* **Exercise**
Beginning with the line that includes "Tag the turquoise" and ending with the last line of the entries below, set down each line exactly; include no pictures.

*** Block opens ***

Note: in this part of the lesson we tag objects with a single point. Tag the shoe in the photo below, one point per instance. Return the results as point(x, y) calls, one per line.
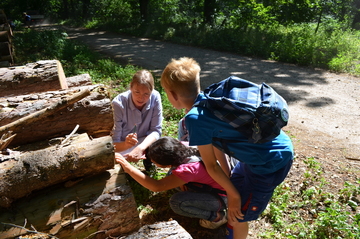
point(213, 225)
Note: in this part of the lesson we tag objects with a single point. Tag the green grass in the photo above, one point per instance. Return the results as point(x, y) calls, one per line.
point(310, 212)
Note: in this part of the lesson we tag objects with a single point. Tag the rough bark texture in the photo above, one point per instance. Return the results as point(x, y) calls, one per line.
point(23, 173)
point(170, 229)
point(79, 80)
point(34, 77)
point(102, 206)
point(93, 114)
point(48, 111)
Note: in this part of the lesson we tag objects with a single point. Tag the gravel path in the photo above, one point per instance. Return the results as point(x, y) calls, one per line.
point(319, 101)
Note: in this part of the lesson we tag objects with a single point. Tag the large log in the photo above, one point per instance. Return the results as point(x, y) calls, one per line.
point(169, 229)
point(35, 77)
point(79, 80)
point(102, 206)
point(93, 114)
point(23, 173)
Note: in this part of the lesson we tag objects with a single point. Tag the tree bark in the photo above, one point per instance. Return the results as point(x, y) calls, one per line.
point(101, 205)
point(23, 173)
point(79, 80)
point(93, 114)
point(5, 36)
point(35, 77)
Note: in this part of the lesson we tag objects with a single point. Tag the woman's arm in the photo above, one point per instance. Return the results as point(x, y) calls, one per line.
point(234, 200)
point(130, 141)
point(169, 182)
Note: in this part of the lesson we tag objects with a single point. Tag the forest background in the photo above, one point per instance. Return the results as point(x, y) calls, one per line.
point(318, 34)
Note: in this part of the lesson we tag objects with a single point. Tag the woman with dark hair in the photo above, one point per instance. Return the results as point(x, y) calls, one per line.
point(137, 118)
point(201, 197)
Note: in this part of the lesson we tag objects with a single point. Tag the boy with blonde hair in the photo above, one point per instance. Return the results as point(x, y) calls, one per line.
point(261, 167)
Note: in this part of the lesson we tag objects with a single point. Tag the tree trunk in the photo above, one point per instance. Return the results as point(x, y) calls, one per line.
point(79, 80)
point(5, 36)
point(101, 205)
point(32, 78)
point(93, 114)
point(23, 173)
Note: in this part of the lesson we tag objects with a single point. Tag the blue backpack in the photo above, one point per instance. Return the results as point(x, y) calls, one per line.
point(256, 111)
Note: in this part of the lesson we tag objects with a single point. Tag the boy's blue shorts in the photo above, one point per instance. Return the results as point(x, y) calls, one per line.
point(256, 190)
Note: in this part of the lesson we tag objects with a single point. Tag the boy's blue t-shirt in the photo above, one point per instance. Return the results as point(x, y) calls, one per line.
point(264, 158)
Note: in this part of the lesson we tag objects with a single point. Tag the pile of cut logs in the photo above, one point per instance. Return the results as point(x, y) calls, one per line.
point(6, 48)
point(57, 171)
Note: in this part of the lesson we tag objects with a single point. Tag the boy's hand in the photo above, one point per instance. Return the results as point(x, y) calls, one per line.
point(131, 140)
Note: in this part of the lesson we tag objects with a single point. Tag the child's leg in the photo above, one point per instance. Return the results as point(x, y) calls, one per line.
point(196, 205)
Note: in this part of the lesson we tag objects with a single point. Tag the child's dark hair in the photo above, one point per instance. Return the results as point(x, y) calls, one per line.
point(169, 151)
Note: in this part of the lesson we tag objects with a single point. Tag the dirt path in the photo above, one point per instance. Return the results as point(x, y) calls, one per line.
point(321, 103)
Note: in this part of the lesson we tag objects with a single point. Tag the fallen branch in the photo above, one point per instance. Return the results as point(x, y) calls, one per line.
point(44, 112)
point(29, 231)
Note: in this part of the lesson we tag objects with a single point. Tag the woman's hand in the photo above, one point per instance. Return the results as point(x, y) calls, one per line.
point(135, 155)
point(120, 159)
point(131, 140)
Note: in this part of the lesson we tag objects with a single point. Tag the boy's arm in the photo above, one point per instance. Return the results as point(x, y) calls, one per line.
point(138, 152)
point(234, 200)
point(154, 185)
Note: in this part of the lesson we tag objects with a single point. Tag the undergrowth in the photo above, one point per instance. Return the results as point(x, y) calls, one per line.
point(310, 212)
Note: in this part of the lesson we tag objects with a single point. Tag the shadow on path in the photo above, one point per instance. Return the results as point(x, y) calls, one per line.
point(314, 96)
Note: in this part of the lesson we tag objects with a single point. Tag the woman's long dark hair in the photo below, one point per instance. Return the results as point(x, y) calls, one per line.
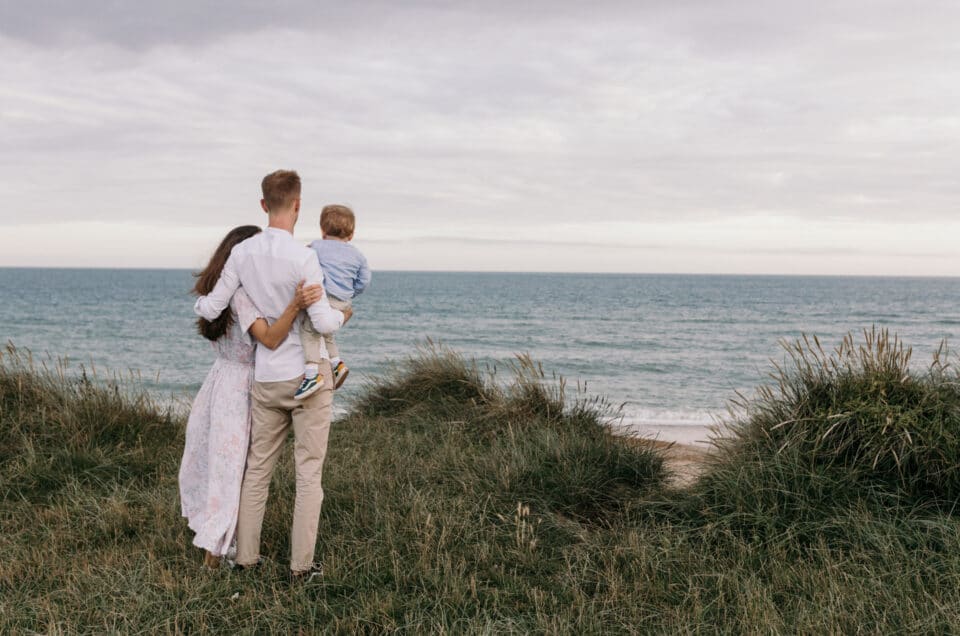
point(207, 280)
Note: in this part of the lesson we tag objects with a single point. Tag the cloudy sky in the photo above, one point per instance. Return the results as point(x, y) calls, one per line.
point(706, 136)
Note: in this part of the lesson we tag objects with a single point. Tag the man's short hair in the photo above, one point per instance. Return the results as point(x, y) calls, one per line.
point(337, 221)
point(280, 189)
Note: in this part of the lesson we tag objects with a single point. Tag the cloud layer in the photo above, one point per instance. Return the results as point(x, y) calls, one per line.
point(487, 121)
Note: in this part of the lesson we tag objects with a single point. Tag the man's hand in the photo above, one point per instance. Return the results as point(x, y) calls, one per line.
point(307, 295)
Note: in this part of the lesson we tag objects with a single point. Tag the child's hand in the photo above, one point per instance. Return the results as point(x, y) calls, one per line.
point(307, 295)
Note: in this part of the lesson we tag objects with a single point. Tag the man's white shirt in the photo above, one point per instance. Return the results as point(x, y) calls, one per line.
point(269, 266)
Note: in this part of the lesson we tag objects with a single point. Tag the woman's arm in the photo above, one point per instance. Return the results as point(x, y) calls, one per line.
point(271, 336)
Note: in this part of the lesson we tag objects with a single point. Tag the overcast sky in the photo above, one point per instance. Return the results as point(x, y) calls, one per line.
point(647, 136)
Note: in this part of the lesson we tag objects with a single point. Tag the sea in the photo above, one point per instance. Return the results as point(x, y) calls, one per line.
point(667, 352)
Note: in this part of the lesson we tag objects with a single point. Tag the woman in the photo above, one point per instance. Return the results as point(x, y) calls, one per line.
point(218, 429)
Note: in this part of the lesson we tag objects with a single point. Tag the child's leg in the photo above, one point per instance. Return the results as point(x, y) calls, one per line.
point(311, 342)
point(330, 339)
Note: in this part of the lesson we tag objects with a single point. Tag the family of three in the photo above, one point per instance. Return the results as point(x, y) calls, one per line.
point(271, 307)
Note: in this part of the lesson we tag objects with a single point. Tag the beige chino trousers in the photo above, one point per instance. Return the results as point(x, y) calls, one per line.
point(274, 411)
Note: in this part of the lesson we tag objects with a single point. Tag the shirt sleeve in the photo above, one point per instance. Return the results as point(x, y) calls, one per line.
point(247, 312)
point(213, 304)
point(363, 276)
point(325, 318)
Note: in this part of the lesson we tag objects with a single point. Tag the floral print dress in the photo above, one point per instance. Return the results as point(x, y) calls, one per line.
point(218, 434)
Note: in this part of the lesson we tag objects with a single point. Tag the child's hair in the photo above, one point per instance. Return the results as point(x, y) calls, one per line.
point(207, 280)
point(280, 189)
point(337, 221)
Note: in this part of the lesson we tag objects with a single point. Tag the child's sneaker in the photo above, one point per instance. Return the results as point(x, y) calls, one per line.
point(308, 387)
point(340, 373)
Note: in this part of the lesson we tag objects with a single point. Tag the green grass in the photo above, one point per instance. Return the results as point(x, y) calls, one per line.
point(457, 502)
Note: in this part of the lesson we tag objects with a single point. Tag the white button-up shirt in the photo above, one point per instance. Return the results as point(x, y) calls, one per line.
point(269, 266)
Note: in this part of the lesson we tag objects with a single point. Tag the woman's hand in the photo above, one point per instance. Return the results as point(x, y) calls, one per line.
point(307, 295)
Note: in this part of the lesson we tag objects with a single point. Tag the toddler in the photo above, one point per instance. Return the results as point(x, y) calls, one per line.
point(345, 274)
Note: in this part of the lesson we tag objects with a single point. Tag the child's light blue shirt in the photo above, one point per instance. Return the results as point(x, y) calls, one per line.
point(345, 270)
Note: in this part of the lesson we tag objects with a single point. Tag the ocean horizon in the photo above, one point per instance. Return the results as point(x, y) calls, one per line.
point(669, 350)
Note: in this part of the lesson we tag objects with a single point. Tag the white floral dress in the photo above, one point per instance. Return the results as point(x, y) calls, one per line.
point(218, 434)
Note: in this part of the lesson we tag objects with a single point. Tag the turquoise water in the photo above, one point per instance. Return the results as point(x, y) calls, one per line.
point(672, 348)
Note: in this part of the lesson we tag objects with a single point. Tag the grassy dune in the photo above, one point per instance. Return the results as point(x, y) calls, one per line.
point(458, 504)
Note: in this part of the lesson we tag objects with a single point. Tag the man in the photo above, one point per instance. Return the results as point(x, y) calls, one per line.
point(269, 266)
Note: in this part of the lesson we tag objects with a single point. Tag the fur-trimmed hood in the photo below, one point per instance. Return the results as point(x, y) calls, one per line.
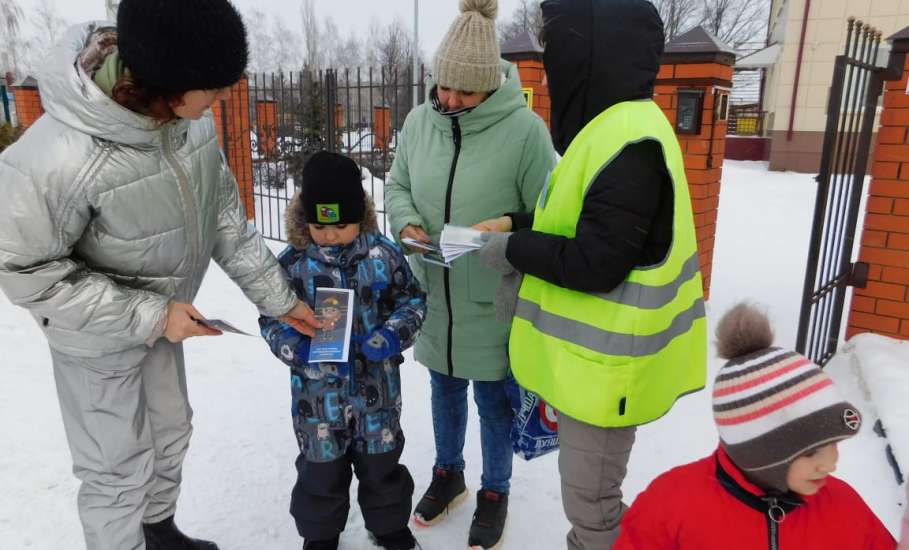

*** Block closes ***

* **Solution**
Note: in this part of the lesson we tag objects with a single point. Tag the turquoise water in the photo above, one point per instance. Return the results as point(x, y) calls, one per line.
point(672, 348)
Note: in this part of the lesson we tag objects with a single point. Tag the grassy dune in the photo above, one point per instance. Return the results as point(x, y) calls, one per line.
point(458, 504)
Note: in this part of the lesson we tag objects with a single point. Tag the man in the photo above, one point per instance. Return the results as point(x, y) calls, one per line.
point(269, 266)
Note: in this part of the lesson we tag objects with a single point. Tag the fur-trimmed hood in the photo below, one point per instance. Return the results as point(x, y) calls, one per line.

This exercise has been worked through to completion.